-------- DATA UNDER STUDY
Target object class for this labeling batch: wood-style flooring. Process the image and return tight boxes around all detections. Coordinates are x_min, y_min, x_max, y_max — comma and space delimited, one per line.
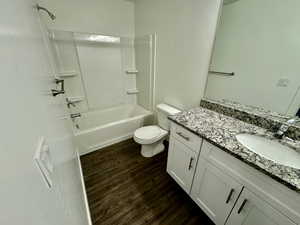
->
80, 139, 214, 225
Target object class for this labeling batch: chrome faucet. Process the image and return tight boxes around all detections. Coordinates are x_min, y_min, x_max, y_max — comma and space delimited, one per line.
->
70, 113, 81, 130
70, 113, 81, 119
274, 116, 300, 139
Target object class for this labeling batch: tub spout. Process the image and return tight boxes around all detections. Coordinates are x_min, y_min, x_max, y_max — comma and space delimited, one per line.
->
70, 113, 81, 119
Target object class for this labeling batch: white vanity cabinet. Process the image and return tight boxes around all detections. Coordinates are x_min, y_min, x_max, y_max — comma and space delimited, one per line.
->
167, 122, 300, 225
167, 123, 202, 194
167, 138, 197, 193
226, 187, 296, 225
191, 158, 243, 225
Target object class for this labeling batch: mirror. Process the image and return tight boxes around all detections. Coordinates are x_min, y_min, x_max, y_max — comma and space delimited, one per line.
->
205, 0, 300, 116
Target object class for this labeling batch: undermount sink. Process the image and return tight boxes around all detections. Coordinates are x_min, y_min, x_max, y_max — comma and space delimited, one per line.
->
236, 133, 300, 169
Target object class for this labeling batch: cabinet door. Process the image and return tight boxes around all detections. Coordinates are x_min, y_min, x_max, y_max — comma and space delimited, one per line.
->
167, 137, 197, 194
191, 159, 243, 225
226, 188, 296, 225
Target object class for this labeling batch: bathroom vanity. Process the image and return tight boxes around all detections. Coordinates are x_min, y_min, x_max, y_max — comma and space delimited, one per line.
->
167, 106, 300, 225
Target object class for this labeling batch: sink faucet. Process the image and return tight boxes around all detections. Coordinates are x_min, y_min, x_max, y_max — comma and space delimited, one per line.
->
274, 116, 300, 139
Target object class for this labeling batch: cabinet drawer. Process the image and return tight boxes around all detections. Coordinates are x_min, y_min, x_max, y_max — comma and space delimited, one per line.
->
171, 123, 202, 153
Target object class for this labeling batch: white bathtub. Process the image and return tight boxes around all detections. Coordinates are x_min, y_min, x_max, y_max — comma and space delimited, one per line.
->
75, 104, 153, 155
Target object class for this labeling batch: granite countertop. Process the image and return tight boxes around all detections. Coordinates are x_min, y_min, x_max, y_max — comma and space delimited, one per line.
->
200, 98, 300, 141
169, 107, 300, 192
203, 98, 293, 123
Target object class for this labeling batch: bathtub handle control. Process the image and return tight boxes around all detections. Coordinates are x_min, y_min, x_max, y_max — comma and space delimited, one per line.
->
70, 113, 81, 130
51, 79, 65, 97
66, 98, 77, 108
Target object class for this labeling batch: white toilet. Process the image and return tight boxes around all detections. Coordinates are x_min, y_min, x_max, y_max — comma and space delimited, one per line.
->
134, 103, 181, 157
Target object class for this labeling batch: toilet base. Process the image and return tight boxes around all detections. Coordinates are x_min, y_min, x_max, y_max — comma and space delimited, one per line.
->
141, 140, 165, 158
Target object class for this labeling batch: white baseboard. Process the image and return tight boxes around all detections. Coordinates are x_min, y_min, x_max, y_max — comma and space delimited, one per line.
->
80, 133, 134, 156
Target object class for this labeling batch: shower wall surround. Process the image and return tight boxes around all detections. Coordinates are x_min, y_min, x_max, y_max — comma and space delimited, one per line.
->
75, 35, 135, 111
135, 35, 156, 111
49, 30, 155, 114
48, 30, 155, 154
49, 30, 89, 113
----------------
-------- DATA UNDER STUDY
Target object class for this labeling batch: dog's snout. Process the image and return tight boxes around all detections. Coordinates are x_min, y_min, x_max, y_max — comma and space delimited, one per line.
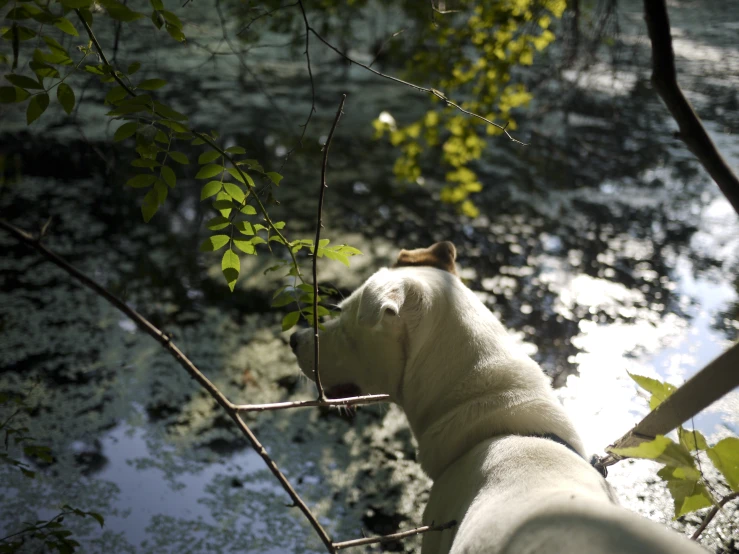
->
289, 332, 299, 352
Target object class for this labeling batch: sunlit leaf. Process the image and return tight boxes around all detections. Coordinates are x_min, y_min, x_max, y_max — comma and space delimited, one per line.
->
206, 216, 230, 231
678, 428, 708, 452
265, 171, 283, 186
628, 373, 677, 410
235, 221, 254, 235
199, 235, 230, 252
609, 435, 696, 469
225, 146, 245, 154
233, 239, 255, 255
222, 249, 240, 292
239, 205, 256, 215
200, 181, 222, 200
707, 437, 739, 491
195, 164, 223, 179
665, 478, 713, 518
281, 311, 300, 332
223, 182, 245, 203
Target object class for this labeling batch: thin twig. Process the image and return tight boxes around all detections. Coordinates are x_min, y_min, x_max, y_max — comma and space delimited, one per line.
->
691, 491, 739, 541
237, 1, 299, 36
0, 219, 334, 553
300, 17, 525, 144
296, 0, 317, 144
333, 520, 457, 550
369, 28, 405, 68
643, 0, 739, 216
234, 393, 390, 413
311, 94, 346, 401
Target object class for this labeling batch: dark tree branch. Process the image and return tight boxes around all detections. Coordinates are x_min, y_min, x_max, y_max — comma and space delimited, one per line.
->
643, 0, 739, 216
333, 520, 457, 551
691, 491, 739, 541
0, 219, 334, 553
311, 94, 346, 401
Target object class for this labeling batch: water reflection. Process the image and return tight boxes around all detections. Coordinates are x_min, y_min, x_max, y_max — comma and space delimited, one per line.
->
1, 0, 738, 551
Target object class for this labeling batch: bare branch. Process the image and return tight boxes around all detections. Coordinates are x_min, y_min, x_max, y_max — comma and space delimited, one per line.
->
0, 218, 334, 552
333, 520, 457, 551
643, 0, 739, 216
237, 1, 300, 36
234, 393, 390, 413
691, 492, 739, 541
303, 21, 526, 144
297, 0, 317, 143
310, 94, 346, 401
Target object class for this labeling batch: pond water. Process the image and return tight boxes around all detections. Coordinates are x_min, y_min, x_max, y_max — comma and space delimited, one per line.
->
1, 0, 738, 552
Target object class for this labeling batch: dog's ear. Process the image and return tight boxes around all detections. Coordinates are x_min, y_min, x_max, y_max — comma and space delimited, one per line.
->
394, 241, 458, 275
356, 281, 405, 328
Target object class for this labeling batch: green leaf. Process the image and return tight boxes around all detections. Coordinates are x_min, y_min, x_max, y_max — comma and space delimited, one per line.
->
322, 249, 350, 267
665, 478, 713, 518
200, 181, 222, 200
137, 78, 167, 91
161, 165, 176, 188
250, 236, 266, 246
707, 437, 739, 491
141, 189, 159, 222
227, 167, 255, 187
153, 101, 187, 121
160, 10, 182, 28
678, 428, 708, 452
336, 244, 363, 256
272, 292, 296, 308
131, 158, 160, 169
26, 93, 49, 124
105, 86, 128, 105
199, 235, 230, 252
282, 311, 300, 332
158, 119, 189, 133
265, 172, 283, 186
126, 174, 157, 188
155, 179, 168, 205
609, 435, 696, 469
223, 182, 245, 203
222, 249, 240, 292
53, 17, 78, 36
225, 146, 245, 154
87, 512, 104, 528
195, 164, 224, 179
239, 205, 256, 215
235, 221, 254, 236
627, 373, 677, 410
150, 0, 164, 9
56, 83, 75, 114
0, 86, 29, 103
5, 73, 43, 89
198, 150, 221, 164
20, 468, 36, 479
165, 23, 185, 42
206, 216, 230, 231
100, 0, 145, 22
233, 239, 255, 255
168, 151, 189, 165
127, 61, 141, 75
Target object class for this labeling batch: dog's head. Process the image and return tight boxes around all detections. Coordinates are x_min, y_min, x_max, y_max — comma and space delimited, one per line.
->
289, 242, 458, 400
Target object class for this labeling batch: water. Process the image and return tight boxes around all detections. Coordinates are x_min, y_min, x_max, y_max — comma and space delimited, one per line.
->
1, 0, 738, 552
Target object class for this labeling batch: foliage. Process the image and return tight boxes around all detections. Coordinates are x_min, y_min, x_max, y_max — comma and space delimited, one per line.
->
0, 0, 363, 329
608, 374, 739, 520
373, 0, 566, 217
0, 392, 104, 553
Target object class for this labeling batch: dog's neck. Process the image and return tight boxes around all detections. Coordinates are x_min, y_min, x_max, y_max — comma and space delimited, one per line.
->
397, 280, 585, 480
----------------
## WORK TO COMPLETE
For each line above that contains the word "vanity", copy that line.

## COMPLETED TASK
Target object class for this labeling batch: white vanity cabinet. Process the image and return tight boxes around all detections. Coordinates are x_min, y_min, x_max, y_max — comma and space delimited, one per line.
Target object class for this labeling batch: bathroom vanity. Process the image and return tight boxes around all detections. Coordinates are x_min, y_min, x_max, y_max — comma and space delimited, one per line.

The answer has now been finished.